------ Record extracts

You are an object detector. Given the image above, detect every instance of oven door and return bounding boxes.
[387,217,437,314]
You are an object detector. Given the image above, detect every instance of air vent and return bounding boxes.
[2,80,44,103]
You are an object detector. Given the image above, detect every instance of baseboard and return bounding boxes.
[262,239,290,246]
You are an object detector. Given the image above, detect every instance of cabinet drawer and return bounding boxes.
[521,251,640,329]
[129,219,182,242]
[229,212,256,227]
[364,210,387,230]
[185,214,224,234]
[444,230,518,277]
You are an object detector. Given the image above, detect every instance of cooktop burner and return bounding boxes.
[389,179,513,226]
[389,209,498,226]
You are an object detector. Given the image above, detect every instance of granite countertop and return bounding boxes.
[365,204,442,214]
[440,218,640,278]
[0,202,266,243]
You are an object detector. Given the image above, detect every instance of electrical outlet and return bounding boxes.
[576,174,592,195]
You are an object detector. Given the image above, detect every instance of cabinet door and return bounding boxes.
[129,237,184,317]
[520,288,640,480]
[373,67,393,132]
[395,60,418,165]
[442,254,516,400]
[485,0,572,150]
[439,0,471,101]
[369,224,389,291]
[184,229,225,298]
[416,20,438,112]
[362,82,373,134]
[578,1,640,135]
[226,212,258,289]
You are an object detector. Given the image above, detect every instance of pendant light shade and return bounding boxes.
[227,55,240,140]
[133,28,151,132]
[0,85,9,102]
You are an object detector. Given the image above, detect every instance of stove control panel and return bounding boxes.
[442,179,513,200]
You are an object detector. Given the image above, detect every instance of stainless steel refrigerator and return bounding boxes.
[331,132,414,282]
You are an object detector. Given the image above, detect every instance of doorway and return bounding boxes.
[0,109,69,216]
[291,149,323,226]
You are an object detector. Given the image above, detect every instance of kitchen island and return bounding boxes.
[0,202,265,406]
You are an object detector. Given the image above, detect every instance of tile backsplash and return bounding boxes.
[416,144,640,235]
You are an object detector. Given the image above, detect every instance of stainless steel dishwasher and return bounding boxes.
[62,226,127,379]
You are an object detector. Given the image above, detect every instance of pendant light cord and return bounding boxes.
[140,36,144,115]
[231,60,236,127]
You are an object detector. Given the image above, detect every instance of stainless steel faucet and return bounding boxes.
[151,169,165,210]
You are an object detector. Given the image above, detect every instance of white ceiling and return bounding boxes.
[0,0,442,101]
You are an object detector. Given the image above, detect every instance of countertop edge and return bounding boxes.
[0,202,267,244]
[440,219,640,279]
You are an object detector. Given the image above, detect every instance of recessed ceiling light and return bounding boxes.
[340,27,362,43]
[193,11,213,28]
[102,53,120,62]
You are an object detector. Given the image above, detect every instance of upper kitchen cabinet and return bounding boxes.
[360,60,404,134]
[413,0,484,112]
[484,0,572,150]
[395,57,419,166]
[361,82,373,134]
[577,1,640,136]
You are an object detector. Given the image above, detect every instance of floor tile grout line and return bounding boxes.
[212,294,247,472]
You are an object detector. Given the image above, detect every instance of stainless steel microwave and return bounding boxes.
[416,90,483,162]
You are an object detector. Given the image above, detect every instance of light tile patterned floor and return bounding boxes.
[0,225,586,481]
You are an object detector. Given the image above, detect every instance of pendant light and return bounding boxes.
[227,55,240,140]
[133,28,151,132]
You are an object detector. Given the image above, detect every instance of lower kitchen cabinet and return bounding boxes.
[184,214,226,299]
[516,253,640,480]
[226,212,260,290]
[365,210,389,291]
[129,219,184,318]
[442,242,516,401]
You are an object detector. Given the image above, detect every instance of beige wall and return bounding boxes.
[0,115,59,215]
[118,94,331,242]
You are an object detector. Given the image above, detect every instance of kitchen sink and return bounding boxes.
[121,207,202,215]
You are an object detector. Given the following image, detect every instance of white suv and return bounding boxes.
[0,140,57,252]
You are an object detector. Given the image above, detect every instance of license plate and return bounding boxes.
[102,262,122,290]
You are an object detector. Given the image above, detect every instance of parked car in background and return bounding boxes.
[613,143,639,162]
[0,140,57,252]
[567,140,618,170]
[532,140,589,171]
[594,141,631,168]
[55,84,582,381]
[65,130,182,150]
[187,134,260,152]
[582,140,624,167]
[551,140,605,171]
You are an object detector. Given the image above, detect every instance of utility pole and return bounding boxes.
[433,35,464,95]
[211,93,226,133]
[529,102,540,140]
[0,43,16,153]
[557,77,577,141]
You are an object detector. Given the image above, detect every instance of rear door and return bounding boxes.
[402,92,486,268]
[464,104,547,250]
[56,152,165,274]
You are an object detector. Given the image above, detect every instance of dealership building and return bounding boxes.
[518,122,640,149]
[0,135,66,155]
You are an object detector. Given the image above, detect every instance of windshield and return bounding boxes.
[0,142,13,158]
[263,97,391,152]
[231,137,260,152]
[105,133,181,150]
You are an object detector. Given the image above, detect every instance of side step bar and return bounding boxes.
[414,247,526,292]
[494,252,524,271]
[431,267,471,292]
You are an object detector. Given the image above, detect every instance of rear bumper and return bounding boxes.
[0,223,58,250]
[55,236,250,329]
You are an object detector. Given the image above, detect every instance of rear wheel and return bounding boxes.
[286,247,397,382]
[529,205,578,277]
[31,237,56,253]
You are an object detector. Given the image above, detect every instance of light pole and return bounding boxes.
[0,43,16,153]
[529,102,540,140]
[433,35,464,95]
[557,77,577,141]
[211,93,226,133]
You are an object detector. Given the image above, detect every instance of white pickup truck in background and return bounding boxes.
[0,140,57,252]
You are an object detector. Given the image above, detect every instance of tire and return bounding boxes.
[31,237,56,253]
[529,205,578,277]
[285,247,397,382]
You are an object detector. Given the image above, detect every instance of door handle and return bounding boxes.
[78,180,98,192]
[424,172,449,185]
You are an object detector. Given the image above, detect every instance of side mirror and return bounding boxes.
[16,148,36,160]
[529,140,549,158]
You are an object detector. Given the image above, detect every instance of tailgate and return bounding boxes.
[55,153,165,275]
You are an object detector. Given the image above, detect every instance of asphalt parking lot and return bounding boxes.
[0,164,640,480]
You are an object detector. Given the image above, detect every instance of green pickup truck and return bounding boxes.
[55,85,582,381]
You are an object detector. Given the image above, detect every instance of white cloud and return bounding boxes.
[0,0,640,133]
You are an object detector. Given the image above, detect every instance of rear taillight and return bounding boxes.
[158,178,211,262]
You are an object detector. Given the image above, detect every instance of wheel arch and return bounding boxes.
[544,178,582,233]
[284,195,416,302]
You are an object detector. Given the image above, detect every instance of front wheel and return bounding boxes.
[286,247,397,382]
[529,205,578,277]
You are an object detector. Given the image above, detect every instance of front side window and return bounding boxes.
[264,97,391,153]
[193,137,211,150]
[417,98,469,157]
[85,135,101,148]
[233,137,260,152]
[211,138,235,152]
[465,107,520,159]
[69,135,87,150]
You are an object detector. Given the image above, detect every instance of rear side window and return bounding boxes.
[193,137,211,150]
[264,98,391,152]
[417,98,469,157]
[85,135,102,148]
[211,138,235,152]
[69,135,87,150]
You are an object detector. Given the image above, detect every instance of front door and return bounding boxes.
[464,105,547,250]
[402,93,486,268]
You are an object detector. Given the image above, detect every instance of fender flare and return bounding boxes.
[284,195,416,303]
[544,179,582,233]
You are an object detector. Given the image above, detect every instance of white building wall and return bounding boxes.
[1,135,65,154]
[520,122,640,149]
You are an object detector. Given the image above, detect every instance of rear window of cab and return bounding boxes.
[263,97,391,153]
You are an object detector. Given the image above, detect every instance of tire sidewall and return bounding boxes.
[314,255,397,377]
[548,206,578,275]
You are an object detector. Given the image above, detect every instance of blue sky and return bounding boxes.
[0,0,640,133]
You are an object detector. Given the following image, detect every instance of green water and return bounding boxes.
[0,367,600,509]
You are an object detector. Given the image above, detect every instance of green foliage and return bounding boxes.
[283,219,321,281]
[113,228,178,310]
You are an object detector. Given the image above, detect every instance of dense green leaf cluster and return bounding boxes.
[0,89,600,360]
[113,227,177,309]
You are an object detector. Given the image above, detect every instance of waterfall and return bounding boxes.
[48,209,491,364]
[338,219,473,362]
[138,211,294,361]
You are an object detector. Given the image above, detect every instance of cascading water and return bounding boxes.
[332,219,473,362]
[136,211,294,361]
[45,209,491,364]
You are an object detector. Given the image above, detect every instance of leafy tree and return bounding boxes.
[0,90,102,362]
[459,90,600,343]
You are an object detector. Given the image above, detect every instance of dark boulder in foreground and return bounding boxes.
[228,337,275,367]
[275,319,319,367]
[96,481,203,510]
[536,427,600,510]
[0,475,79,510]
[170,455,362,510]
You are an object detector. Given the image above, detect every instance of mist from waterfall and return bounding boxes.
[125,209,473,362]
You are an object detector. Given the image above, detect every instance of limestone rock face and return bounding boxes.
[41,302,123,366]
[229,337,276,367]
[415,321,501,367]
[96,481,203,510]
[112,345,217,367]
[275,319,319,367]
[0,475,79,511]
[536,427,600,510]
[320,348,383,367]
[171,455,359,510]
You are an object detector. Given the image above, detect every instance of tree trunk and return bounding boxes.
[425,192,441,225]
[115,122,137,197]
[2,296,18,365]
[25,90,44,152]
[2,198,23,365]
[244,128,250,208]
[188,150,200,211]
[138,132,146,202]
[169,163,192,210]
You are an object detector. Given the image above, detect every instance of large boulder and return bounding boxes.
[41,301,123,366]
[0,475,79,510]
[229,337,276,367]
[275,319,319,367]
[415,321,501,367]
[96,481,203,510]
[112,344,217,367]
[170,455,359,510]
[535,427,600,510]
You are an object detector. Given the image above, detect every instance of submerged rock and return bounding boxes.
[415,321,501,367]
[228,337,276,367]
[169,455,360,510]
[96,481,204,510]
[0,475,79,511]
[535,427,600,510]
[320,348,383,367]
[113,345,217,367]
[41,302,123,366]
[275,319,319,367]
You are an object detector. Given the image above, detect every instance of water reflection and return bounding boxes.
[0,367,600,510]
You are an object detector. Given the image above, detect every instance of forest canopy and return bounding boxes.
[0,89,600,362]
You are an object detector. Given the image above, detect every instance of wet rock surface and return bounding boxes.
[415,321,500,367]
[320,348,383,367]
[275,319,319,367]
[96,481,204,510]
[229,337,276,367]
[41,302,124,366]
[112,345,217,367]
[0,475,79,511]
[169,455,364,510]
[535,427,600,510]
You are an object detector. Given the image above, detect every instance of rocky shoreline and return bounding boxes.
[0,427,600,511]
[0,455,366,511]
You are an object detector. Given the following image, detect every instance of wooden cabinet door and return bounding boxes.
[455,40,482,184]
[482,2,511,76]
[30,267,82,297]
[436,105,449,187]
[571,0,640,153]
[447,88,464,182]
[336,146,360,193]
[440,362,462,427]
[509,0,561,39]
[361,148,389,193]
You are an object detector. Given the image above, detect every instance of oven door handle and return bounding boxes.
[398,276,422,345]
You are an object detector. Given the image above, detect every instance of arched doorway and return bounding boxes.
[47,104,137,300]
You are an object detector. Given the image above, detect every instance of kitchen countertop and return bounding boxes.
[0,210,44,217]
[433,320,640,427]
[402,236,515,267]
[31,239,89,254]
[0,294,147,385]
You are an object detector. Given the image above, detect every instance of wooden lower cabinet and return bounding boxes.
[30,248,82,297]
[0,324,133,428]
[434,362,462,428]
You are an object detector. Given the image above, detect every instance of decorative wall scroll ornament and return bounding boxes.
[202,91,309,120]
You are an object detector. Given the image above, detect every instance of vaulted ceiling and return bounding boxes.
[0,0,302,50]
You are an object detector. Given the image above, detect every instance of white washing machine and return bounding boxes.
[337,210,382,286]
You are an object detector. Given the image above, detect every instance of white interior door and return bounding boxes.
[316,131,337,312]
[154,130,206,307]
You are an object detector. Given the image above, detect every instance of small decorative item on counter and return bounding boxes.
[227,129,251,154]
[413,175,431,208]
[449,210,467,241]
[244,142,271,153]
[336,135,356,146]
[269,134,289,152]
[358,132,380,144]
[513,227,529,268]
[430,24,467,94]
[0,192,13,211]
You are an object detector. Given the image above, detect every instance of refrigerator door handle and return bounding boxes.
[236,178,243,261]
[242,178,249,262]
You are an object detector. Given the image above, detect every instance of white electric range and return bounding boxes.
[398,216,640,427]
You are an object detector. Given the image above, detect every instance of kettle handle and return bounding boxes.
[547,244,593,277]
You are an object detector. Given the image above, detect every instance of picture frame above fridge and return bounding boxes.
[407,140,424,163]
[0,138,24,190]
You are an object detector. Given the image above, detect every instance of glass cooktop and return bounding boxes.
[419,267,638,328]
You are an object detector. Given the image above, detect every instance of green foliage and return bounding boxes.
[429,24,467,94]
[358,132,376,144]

------------

Given request
Reproduce exactly the lines from the one containing "kettle handle and return bounding boxes." through the last line of the records above, including both, and nothing else.

Expected answer
You are an object detector. Given the image above, detect every instance of kettle handle and return bounding boxes.
[547,244,593,277]
You are an object detector. Given the image above, detect every instance of picture frame above fridge and return bounding boxes.
[407,140,424,163]
[0,138,24,190]
You are an object detector. Given the image above, detect every instance of glass cooktop and return bounding boxes.
[419,267,638,328]
You are an object detector. Given the image above, detect every instance of green foliage and return bounding boxes.
[429,24,467,94]
[358,132,376,144]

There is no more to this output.